#### [How to complete this task]
Once the line containing "point per instance: purple" is found, copy it and each subsequent line exactly. Stop at the end of the records below.
● ● ● ● ● ● ●
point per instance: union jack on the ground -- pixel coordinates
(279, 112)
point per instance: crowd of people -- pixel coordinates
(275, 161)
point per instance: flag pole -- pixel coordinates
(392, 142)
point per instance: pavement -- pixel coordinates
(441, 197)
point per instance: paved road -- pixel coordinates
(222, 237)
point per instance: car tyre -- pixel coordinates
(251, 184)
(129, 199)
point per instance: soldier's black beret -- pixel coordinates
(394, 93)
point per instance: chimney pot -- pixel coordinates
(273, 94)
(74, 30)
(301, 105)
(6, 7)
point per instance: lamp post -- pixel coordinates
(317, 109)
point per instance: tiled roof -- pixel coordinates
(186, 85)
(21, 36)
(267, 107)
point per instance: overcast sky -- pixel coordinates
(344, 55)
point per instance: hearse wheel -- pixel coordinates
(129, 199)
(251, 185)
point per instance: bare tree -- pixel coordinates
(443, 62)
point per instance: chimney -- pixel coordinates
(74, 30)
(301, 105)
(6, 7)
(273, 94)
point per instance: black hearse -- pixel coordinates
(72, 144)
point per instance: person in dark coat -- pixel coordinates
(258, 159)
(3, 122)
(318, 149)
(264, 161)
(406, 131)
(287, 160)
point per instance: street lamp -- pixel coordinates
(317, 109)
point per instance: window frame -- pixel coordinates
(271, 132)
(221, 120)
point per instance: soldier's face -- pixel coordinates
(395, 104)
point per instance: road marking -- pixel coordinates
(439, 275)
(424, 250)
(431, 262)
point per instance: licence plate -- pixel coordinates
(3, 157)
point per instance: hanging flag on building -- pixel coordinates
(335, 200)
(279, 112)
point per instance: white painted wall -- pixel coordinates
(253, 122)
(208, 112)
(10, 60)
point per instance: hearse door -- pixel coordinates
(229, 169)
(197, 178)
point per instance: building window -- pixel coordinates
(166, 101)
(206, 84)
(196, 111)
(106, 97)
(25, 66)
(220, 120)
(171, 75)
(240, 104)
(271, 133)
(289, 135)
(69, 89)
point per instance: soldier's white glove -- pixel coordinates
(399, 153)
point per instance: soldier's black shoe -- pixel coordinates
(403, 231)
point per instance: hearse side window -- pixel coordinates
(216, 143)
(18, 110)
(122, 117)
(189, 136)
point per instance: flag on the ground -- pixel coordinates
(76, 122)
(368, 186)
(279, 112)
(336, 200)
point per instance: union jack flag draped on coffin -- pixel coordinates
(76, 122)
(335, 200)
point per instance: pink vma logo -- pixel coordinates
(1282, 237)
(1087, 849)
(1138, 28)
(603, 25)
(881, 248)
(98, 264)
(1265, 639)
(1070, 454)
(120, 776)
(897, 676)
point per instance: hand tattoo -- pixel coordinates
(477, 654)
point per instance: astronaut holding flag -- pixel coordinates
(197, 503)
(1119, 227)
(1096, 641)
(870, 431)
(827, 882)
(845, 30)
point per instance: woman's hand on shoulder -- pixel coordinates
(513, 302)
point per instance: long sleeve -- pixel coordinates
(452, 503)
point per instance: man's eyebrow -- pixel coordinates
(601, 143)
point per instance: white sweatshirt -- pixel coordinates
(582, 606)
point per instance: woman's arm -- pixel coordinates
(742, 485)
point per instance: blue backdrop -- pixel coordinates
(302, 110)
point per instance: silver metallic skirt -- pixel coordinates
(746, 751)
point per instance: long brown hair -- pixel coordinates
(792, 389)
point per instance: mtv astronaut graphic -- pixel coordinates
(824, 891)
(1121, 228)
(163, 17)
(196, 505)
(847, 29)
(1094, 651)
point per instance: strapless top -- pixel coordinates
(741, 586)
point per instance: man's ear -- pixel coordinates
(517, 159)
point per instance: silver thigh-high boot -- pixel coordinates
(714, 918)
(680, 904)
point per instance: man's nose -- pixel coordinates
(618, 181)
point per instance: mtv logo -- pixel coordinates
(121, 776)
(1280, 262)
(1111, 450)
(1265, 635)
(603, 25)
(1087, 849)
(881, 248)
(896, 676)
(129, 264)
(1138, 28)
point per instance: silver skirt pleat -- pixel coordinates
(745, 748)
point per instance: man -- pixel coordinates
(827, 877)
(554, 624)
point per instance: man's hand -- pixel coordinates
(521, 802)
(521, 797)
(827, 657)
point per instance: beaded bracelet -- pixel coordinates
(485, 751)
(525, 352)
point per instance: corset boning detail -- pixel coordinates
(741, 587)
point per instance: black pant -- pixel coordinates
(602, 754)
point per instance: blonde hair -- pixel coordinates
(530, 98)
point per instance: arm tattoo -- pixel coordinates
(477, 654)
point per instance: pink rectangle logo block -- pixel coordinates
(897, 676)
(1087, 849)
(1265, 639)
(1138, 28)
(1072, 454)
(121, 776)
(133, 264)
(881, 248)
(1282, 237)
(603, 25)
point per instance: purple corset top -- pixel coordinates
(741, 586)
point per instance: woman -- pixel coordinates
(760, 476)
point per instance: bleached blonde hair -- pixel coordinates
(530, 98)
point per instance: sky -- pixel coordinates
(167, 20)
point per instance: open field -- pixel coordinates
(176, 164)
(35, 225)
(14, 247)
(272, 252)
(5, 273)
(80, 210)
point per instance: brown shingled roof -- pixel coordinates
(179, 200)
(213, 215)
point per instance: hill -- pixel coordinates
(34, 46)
● ● ● ● ● ● ●
#### [Response to this task]
point per instance: purple corset top -- pixel coordinates
(741, 586)
point per instance: woman -- pixel coordinates
(760, 476)
point per instance: bleached blonde hair -- pixel coordinates
(530, 98)
point per instance: sky -- pixel coordinates
(167, 20)
point per instance: open field -- pixel coordinates
(176, 164)
(35, 225)
(14, 247)
(272, 252)
(5, 273)
(80, 210)
point per instance: brown shingled roof -- pixel coordinates
(179, 200)
(213, 215)
point per instance: hill -- pixel coordinates
(34, 46)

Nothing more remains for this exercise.